Referring expression pointing data

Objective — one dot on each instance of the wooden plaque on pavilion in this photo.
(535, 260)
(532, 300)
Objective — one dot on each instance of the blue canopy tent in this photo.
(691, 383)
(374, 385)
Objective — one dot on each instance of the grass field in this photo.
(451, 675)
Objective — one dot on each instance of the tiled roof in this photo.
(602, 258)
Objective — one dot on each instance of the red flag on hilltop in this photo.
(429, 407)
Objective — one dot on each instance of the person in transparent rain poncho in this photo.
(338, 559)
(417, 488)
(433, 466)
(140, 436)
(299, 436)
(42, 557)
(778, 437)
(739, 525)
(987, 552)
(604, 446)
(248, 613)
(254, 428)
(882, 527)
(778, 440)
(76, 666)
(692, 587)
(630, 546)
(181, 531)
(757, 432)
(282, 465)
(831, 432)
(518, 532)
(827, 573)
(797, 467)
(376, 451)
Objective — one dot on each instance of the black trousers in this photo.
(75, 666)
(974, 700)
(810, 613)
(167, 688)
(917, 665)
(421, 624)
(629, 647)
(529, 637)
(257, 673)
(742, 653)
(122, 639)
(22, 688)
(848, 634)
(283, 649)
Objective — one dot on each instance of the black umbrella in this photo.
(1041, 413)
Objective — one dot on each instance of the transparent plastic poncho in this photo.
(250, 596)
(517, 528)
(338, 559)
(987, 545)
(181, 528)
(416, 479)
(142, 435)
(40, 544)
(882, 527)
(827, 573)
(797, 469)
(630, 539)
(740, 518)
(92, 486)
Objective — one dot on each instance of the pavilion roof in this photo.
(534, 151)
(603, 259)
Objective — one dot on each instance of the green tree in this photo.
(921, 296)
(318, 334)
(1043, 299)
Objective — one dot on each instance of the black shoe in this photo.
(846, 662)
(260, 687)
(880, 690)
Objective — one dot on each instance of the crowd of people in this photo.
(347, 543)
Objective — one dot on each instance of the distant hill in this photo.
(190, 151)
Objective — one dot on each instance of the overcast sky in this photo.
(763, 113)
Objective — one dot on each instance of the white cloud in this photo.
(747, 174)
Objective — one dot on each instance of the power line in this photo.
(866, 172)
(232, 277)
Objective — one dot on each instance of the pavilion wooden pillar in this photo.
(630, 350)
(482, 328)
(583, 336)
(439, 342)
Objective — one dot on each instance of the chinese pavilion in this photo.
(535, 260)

### TASK DESCRIPTION
Your answer should be the lines from the one containing "Objective — one dot on each instance of the chinese" through the last line of the records, repeated exactly and with nothing added.

### RESULT
Objective — one dot on each instance of the chinese pavilion in this photo.
(535, 260)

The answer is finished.